Problem to work on: Nothing but the lines from the one with "the refrigerator shelf" through the end of the records below should be written out, and each must match word for word.
━━ Data provided
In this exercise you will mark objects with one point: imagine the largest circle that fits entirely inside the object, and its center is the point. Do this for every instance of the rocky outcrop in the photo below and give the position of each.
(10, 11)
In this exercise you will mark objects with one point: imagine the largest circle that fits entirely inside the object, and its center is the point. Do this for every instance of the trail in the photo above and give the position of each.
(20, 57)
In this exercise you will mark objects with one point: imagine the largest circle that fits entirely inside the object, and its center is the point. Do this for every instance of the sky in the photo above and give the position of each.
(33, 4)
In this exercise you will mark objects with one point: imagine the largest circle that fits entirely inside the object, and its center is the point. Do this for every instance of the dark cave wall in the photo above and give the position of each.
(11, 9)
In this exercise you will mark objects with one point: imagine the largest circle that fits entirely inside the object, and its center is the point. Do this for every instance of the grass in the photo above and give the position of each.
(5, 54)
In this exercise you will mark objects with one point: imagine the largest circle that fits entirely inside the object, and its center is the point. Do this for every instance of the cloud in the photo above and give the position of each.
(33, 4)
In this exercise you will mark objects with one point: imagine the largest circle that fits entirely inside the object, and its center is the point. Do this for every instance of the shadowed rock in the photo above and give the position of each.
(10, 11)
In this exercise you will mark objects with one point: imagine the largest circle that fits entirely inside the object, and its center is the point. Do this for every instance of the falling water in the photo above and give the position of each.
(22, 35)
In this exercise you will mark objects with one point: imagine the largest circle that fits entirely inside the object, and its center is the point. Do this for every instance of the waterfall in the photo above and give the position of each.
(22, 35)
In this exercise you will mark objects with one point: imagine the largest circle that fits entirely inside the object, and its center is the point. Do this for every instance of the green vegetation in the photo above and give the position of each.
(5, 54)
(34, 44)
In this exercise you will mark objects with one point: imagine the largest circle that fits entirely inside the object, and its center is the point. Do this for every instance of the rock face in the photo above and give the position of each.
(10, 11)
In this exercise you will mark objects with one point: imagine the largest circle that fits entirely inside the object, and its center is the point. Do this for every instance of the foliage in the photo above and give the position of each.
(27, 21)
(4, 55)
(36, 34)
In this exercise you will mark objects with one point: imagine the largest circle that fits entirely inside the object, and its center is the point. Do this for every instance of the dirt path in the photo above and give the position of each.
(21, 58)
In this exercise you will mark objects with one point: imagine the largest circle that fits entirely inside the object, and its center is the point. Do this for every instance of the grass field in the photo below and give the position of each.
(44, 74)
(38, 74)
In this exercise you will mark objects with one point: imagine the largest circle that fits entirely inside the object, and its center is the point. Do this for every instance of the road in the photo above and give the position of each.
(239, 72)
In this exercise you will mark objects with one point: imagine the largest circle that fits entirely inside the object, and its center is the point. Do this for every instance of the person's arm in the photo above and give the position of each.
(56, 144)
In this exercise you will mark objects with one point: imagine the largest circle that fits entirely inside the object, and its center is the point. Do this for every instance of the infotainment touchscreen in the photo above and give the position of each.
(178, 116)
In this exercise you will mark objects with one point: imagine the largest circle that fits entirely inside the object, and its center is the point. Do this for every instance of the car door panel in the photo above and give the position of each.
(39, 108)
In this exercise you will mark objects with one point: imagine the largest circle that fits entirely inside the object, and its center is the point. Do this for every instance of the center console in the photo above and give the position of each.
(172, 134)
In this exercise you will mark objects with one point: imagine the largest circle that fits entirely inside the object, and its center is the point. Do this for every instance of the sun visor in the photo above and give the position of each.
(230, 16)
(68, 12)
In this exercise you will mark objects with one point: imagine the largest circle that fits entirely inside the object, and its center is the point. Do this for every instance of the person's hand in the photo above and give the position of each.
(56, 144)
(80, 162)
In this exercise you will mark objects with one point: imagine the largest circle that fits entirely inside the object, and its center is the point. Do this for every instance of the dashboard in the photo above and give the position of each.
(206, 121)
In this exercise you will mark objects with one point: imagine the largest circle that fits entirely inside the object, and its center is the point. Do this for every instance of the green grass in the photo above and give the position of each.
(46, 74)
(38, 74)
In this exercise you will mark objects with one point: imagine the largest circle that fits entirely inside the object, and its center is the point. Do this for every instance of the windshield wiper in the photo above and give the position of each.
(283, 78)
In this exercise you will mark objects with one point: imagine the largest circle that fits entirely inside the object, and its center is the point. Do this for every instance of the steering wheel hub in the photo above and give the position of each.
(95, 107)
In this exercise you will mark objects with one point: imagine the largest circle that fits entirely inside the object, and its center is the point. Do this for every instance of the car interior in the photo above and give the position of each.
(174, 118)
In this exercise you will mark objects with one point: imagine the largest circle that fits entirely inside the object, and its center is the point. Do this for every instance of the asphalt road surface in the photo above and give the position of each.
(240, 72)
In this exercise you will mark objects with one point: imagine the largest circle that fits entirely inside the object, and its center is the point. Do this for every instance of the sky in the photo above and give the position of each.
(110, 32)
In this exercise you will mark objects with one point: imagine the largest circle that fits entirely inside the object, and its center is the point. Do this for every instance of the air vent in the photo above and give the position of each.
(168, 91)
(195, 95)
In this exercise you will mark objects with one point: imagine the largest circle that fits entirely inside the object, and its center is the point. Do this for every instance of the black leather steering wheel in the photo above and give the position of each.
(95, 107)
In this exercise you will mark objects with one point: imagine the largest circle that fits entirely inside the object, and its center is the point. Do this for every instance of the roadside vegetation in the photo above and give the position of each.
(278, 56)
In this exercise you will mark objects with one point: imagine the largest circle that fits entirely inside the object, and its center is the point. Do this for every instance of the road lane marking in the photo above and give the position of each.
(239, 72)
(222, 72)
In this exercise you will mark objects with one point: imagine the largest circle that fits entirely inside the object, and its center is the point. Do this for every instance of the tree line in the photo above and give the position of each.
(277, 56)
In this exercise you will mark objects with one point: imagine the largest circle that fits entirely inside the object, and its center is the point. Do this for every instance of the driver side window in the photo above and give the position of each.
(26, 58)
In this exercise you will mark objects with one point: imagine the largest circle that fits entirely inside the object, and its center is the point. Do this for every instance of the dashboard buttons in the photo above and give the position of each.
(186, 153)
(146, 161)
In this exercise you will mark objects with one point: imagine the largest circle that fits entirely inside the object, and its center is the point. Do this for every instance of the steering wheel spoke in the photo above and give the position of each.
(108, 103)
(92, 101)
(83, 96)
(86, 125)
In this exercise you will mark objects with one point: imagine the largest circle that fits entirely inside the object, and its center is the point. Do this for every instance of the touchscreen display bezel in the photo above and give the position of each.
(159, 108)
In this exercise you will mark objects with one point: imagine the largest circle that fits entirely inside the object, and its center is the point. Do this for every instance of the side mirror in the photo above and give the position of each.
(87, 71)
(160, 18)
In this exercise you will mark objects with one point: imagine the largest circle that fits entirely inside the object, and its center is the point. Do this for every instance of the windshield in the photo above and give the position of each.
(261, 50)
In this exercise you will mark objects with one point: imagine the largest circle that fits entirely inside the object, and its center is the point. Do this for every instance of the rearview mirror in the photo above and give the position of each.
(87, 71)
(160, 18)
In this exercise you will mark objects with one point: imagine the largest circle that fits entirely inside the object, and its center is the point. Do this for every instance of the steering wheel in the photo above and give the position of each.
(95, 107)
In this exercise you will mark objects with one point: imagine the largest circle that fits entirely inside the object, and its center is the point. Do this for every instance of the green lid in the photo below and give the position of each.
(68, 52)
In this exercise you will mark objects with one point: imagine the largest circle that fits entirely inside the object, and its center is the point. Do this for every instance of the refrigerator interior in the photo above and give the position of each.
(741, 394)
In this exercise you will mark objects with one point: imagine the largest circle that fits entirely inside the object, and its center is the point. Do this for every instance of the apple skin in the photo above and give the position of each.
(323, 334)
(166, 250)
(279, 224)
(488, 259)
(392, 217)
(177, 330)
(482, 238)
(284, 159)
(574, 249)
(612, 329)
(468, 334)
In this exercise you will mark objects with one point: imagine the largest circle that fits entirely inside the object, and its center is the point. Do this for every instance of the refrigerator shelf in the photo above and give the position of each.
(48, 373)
━━━━
Solution to this problem:
In this exercise you will mark objects with one point: imagine the largest circle that fits entirely inside the object, and its center is the point. Do this for every instance of the refrigerator shelf in the photo above and give the position of each.
(48, 373)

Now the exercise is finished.